_To do_. Return the data below verbatim, reproducing every line without any change.

------ Supplied material ------

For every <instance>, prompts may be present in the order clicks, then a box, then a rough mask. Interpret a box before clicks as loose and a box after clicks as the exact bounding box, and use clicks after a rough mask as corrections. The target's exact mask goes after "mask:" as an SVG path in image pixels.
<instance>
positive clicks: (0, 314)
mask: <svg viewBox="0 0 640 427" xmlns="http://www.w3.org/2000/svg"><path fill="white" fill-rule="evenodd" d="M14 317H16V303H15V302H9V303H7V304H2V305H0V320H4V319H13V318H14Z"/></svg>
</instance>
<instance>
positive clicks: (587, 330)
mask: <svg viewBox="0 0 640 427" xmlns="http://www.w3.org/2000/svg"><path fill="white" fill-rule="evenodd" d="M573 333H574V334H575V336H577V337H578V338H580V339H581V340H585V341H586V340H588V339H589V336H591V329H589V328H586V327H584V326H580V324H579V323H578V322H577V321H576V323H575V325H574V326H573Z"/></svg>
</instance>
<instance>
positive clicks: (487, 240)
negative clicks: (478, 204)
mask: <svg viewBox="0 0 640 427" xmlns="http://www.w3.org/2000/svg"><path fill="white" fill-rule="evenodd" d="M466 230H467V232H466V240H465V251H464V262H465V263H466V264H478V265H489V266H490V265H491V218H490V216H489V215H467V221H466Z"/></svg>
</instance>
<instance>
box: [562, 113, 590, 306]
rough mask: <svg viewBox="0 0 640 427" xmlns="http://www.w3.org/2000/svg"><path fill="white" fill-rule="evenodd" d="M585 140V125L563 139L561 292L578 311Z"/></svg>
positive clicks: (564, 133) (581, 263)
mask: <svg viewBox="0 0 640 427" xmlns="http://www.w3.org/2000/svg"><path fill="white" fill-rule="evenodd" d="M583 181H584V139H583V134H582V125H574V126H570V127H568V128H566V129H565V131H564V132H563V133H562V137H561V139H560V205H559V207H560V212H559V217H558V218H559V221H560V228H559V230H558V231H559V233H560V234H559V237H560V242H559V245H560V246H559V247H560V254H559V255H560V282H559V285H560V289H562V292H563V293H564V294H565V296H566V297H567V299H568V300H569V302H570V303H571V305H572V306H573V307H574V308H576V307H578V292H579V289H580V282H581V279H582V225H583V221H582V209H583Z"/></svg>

------

_Solved exercise_.
For every <instance>, prompts may be present in the order clicks, then a box, then a rough mask. Interpret a box before clicks as loose and a box after clicks as the exact bounding box, and use clicks after a rough mask as corrections. The target's exact mask goes after "mask:" as an SVG path in image pixels.
<instance>
positive clicks: (0, 314)
mask: <svg viewBox="0 0 640 427" xmlns="http://www.w3.org/2000/svg"><path fill="white" fill-rule="evenodd" d="M14 317H16V303H15V302H9V303H7V304H2V305H0V320H4V319H13V318H14Z"/></svg>
</instance>
<instance>
positive clicks: (587, 330)
mask: <svg viewBox="0 0 640 427" xmlns="http://www.w3.org/2000/svg"><path fill="white" fill-rule="evenodd" d="M573 333H574V334H575V336H577V337H578V338H580V339H581V340H585V341H586V340H588V339H589V336H591V329H589V328H586V327H584V326H580V324H579V323H578V322H577V321H576V323H575V325H574V326H573Z"/></svg>
</instance>
<instance>
positive clicks: (487, 240)
negative clicks: (478, 204)
mask: <svg viewBox="0 0 640 427" xmlns="http://www.w3.org/2000/svg"><path fill="white" fill-rule="evenodd" d="M466 230H467V232H466V240H465V251H464V262H465V263H466V264H478V265H489V266H490V265H491V218H490V216H489V215H467V221H466Z"/></svg>
</instance>
<instance>
box: [562, 113, 590, 306]
rough mask: <svg viewBox="0 0 640 427" xmlns="http://www.w3.org/2000/svg"><path fill="white" fill-rule="evenodd" d="M585 140V125L563 139L561 292L578 311Z"/></svg>
positive clicks: (564, 133) (581, 263)
mask: <svg viewBox="0 0 640 427" xmlns="http://www.w3.org/2000/svg"><path fill="white" fill-rule="evenodd" d="M583 181H584V139H583V134H582V125H574V126H570V127H568V128H566V129H565V131H564V132H563V133H562V137H561V139H560V205H559V207H560V212H559V217H558V218H559V221H560V228H559V230H558V231H559V233H560V234H559V237H560V242H559V245H560V246H559V247H560V254H559V255H560V282H559V285H560V289H562V292H563V293H564V294H565V296H566V297H567V299H568V300H569V302H570V303H571V305H572V306H573V307H574V308H576V307H578V292H579V289H580V282H581V279H582V225H583V221H582V209H583Z"/></svg>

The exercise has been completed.